** Opening Exercise input block **

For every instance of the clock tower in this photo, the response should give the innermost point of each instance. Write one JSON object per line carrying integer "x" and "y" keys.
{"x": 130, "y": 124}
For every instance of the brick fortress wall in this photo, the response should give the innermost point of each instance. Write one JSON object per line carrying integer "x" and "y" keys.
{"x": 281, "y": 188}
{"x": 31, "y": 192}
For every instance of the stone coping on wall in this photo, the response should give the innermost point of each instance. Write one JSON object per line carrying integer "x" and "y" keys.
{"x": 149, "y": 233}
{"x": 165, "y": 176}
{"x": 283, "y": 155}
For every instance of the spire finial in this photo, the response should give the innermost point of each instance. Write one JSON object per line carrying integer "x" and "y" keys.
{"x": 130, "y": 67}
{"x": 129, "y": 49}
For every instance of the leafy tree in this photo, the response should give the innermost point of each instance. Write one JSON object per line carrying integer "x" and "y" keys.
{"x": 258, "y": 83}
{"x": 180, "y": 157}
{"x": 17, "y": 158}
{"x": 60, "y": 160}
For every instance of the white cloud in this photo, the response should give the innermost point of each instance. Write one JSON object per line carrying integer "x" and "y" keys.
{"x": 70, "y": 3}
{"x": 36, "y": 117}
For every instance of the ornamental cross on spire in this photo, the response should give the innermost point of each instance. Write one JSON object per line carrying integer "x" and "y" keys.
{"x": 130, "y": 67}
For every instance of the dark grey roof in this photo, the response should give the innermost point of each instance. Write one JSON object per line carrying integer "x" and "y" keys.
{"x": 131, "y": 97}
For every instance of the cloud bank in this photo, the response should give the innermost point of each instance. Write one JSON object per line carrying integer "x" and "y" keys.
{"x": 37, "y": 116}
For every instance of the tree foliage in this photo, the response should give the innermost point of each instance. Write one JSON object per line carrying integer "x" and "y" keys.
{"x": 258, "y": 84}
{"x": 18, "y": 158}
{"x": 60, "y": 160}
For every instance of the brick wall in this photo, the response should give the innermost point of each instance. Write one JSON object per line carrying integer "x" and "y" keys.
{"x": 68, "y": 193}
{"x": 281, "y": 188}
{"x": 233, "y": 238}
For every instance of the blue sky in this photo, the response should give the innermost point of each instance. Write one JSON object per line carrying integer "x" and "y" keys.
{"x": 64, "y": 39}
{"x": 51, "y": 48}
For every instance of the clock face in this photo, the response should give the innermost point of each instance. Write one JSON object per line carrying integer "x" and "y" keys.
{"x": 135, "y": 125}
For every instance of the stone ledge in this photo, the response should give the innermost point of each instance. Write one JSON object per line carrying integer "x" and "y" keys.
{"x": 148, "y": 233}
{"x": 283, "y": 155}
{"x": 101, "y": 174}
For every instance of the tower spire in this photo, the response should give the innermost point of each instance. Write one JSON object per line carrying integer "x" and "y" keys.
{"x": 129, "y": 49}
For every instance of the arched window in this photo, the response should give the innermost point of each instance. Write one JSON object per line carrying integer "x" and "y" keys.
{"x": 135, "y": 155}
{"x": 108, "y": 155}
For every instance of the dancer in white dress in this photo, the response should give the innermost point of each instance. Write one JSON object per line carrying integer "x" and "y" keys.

** Closing Exercise input block **

## Try it
With the line that contains "For every instance of the clock face" as your start, reproduce the data above exactly through its last line, and nothing before that start.

## Answer section
For every instance of the clock face in this photo, the response should give the innermost point of each instance. Write one JSON object per line carrying integer "x" and "y" keys.
{"x": 135, "y": 125}
For every instance of the stone ledge in this photo, the response should give the innermost point of each instance. Write one JSON object per line carrying integer "x" and "y" keys.
{"x": 148, "y": 233}
{"x": 283, "y": 155}
{"x": 101, "y": 174}
For every instance of the tower spire in this photo, the response should give the innermost point of each instance. Write one JSON object per line carrying integer "x" and "y" keys.
{"x": 129, "y": 49}
For every instance of the arched window in this photo, the response should give the innermost point of each instance. Write one JSON object per line carrying integer "x" and "y" keys.
{"x": 135, "y": 155}
{"x": 108, "y": 155}
For every instance of the dancer in white dress in this photo, the response should give the innermost point of each instance. Write one JSON object per line carrying integer "x" and "y" keys.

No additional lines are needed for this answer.